• [Excerpt]:
####################
Hit 4.1 and you’re flagging ‘Purple’

[note: this is a ‘composite account’ of similar practices encountered across three different educational institutions. By combining the stories, this mode of writing allows us to highlight and explore salient data practices without identifying a specific school. See Markham (2012) for a discussion of this writing approach]

 

PART ONE

At the end of every school term, teachers at Bayside High are required to gather student feedback on how their courses have gone. This involves getting each class to complete a brief survey on Google Forms, comprising six standard questions that need to be rated from 1 (not very good) to 5 (very good). Sometimes teachers choose the option to also include an open-ended textbox at the end of these six closed questions, which allows students to type in their own comments. That said, the fact that every response is traceable back to the relevant student’s personal ID means that very few comments are usually proffered.

These ‘Triple S’ scores (i.e. ‘Student Satisfaction Survey’) are an ordinary instance of how data is produced using digital technology within Bayside. This is also precisely the kind of everyday data-driven process that we are interested in exploring and addressing in our research.
####################
• [To be done]:
• a. Please reproduce, word for word, the passage of the student survey account between "At the end of every" and "are usually proffered.", inclusive.
• b. Write the next part of the student survey account, picking up after its final sentence.
####################
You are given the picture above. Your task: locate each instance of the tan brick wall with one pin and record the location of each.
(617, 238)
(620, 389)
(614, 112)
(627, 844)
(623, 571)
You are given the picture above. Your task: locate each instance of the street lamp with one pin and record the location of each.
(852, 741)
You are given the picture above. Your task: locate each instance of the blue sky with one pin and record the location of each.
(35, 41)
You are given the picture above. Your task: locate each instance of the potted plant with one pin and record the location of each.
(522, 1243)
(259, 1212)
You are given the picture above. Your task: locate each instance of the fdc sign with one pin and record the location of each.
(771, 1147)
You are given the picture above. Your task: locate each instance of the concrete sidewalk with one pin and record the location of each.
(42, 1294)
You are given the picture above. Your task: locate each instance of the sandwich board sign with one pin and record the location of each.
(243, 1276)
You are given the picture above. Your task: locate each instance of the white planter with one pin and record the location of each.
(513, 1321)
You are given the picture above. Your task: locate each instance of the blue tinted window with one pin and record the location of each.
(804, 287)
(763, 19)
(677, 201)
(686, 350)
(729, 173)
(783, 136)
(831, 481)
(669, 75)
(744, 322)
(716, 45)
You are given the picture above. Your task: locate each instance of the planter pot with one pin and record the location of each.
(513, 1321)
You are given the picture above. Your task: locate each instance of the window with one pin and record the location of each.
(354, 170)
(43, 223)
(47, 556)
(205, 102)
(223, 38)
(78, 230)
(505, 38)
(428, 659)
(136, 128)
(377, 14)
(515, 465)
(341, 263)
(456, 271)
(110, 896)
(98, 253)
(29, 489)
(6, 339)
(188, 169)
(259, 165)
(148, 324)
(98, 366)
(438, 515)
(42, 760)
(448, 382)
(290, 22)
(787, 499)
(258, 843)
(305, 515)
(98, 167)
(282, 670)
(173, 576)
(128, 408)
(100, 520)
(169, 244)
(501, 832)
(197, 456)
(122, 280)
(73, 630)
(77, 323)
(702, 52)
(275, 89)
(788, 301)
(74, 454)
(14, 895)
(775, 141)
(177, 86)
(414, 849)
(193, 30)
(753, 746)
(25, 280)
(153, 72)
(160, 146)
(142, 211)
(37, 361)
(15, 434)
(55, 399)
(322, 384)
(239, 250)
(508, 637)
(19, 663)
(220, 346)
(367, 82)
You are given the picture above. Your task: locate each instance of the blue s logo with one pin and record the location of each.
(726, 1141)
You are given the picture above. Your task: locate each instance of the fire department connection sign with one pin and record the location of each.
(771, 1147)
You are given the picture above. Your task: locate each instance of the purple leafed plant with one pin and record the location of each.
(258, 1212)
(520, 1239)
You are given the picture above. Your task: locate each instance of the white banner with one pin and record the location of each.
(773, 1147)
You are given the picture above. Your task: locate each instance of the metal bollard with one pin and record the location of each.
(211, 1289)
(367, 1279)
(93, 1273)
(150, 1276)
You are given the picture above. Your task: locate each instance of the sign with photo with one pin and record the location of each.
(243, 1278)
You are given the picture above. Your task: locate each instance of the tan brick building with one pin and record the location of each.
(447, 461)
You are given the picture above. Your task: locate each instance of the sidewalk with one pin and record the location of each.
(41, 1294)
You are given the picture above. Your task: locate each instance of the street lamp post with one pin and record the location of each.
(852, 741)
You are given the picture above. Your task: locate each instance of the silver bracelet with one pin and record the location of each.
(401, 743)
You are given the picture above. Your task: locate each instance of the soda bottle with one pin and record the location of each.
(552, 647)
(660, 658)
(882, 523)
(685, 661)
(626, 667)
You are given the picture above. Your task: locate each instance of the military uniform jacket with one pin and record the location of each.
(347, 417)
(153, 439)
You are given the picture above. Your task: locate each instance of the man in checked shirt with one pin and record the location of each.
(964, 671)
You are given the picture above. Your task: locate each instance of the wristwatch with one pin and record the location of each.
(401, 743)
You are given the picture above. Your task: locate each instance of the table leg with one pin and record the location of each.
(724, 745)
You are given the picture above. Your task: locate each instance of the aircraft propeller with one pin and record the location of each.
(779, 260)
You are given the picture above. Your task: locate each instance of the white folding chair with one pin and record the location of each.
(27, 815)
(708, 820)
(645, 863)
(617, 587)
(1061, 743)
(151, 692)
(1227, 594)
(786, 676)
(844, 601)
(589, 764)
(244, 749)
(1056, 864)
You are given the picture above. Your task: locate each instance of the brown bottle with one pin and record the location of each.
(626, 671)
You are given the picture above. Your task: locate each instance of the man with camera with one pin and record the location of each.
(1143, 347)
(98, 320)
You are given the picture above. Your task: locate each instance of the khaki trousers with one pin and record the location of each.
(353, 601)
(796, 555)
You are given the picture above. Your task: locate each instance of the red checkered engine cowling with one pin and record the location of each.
####################
• [Task answers]:
• a.
At the end of every school term, teachers at Bayside High are required to gather student feedback on how their courses have gone. This involves getting each class to complete a brief survey on Google Forms, comprising six standard questions that need to be rated from 1 (not very good) to 5 (very good). Sometimes teachers choose the option to also include an open-ended textbox at the end of these six closed questions, which allows students to type in their own comments. That said, the fact that every response is traceable back to the relevant student’s personal ID means that very few comments are usually proffered.

• b.
Indeed, the brief description just provided touches on a number of interesting issues. Firstly, people’s recollections about the reasons for introducing this feedback process are usually vague. Nevertheless, long-standing members of the school’s management team recall being motivated by messages coming from the state government Department of Education (aka ‘The Department’) at the beginning of the 2010s exhorting schools to make visible use of ‘evidence’. The idea of gathering student feedback as a basis for gauging the quality of courses was raised at a few regional leadership meetings, and quickly picked up by a number of schools in the area.

Second, it is interesting to reflect on the school’s choice of online platform for this exercise. The use of Google Forms stems from the ‘locked-in’ nature of IT provision at Bayside, rather than what might be necessarily considered as the best tool for the job. Bayside is a self-styled ‘Google school’ – making use of Chromebooks and the ‘G Suite for Education’ package of applications (part of which is Google Forms). Staff are well versed in using Google Forms, and students are often tasked with setting up short surveys as part of their assignments. As such, Google Forms is familiar and relatively straightforward technology for everyone in the school to engage with.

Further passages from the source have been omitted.